• [Teks Bacaan]:
************
Yang menarik, cara kerja ini juga terlihat dalam aktivitas politik yang disebut dengan manajemen isu. Elizabeth Dougall dalam tulisannya Issues Management, menjelaskan manajemen isu sebagai proses strategis dan antisipatif untuk mendeteksi dan merespons berbagai perubahan tren atau isu yang muncul di lingkungan sosial-politik.

Karena perubahan tren dan isu dapat mengkristal menjadi masalah yang memberikan dampak destruktif, perlu diberikan respons yang tepat untuk mencegah kristalisasi masalah. Salah satu caranya adalah dengan melemparkan isu lain agar isu yang tengah dipergunjingkan tidak mengkristal. Secara sederhana, kita kerap menyebutnya sebagai pengalihan isu.

Nah, dalam interpretasi penulis, ada kemungkinan wacana perpanjangan jabatan dan/atau presiden tiga periode yang keluar secara berkala, merupakan bentuk manajemen isu. Setidaknya ada tiga variabel utama mengapa penulis berkesimpulan demikian.

Pertama, penulis menarik pijakan teoretis dari sintesis konsep dramaturgy Erving Goffman dan buku Clifford Geertz yang berjudul Negara Teater. Seperti teater yang menampilkan panggung depan dan panggung belakang, politik Indonesia juga memainkan pembagian peran seperti itu. 

Panggung belakang adalah realitas politik, sementara panggung depan adalah realitas yang telah disortir atau yang telah dipilah untuk ditampilkan kepada audiens, yakni kita semua.

Kedua, mengacu pada isu perpanjangan jabatan atau tiga periode yang benar-benar tidak populis, sulit membayangkan wacana ini akan tereksekusi. Apalagi, partai politik besar seperti PDIP dan NasDem dengan terbuka memberikan penolakan.

Ketiga, yang mengeluarkan wacana ini justru adalah para menteri kabinet Presiden Jokowi. Ada nama Menteri Investasi Bahlil Lahadalia, Menko Perekonomian Airlangga Hartarto, dan Menko Marves Luhut Binsar Pandjaitan. 

Sekarang, kita akan menggabungkan ketiga variabel tersebut. Mengacu pada variabel kedua bahwa secara hitung-hitungan politik wacana ini sulit terlaksana, tentu ganjil melihat mengapa sosok besar seperti Bahlil, Airlangga, dan Luhut mengeluarkan secara berkala wacana ini.

Oleh karenanya, seperti postulat Goffman dan Geertz, jangan-jangan ini adalah pertunjukan teater. Wacana perpanjangan atau tiga periode merupakan panggung depan yang sengaja ditampilkan untuk menghibur audiens.
************
• [Data yang Diberikan]:

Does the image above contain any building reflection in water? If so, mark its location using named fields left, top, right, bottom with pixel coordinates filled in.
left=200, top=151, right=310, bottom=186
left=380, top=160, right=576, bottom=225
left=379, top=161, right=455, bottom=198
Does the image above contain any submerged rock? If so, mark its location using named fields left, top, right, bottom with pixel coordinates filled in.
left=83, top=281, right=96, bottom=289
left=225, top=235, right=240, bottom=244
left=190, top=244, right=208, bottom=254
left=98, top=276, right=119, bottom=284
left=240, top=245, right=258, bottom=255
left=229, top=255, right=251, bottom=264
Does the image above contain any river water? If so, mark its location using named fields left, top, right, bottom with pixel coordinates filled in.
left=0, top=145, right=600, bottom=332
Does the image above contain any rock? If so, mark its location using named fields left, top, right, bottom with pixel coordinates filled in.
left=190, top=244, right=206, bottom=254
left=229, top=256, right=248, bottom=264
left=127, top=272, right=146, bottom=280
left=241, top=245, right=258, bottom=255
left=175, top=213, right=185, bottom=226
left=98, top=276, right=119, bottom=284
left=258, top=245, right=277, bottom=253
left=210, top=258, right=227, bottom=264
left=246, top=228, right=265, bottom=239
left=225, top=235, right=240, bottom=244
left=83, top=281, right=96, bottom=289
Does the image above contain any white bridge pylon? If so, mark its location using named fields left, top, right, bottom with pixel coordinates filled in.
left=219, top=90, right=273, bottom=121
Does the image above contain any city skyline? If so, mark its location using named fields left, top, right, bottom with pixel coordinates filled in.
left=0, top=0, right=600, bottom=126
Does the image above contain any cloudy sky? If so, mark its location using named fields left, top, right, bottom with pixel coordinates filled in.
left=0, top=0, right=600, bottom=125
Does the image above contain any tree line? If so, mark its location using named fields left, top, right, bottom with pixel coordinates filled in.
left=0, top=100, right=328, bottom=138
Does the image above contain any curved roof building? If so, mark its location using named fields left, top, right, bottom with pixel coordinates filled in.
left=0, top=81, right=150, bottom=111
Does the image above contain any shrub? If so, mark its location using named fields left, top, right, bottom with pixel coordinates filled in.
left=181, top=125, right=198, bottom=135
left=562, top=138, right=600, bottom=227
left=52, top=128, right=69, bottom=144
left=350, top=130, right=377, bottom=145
************
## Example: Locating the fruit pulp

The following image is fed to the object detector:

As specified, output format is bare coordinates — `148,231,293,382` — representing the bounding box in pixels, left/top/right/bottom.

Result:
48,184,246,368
************
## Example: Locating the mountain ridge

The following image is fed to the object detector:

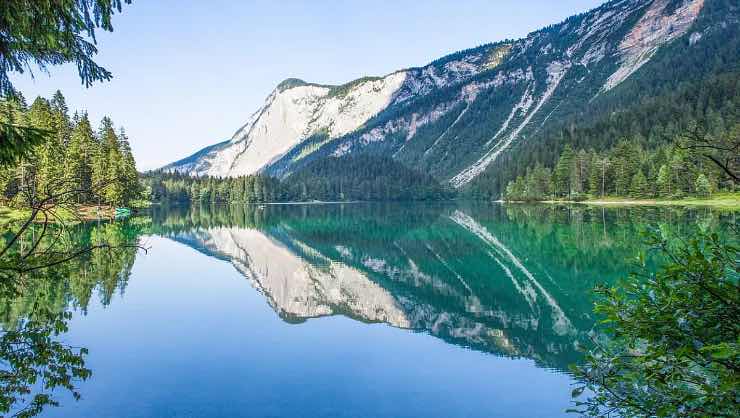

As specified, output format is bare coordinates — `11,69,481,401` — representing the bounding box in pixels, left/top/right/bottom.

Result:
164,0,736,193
************
• [Petunjuk Latihan]:
1 > Dalam teks tentang manajemen isu, partai politik besar mana saja yang secara terbuka menolak wacana perpanjangan jabatan atau tiga periode?
2 > Tuliskan ulang kata demi kata bagian teks tentang manajemen isu yang diawali dengan kata-kata "Nah, dalam interpretasi" dan diakhiri dengan "penulis berkesimpulan demikian.".
3 > Teruskan teks tentang manajemen isu dengan menulis bagian berikutnya setelah kalimat terakhirnya.

• [Hasil Akhir]:
1 > PDIP dan NasDem.

2 >
Nah, dalam interpretasi penulis, ada kemungkinan wacana perpanjangan jabatan dan/atau presiden tiga periode yang keluar secara berkala, merupakan bentuk manajemen isu. Setidaknya ada tiga variabel utama mengapa penulis berkesimpulan demikian.

3 >
Nah, jika dikaitkan dengan kutukan periode kedua, panggung depan ini bertujuan untuk mengalihkan perhatian masyarakat dari isu krusial seperti kenaikan harga kebutuhan pokok. Dan jika melihat faktanya, publik memang lebih disibukkan membahas perpanjangan atau tiga periode daripada masalah sosial-ekonomi yang terjadi.

Atas temuan ini, penulis menduga, bukan tidak mungkin wacana perpanjangan atau tiga periode adalah noise-cancelling atau manajemen isu. Agar isu kenaikan harga kebutuhan pokok tidak mengkristal menjadi masalah, maka perlu diberikan isu tandingan untuk mendistraksi fokus masyarakat.

Jika benar demikian bahwa Presiden Jokowi tengah memainkan teater politik, maka ini mengafirmasi tulisan Mahbubani yang menyebut RI-1 adalah pemimpin jenius. Mantan Wali Kota Solo ini tengah berusaha menghindari kutukan periode kedua. Ia ingin mengakhiri jabatannya secara mulus (soft landing) dan meletakkan warisan politik yang baik.

Well, sebagai penutup, perlu untuk digarisbawahi bahwa tulisan ini hanyalah interpretasi semata. Tulisan ini tidak mengklaim kebenaran (truth), melainkan sekadar memberi kemungkinan teoretis atas keruwetan fenomena politik yang tengah terjadi.

Seperti yang disebutkan filsuf Jerman, Ernst Cassirer, kita adalah Animal Symbolicum yang senantiasa menginterpretasi tanda dan simbol-simbol yang tertangkap. Mengutip sejarawan Yuval Noah Harari, kemampuan menginterpretasi, berfantasi, dan membuat fiksi, adalah pembeda utama manusia dari spesies lainnya.

Entah apa pun yang terjadi di luar sana, hanya Presiden Jokowi dan pihak-pihak terkait yang mengetahuinya. Sebagai rakyat biasa, kita hanya bisa menikmati panggung politik yang sudah, tengah, dan akan terjadi. (R53)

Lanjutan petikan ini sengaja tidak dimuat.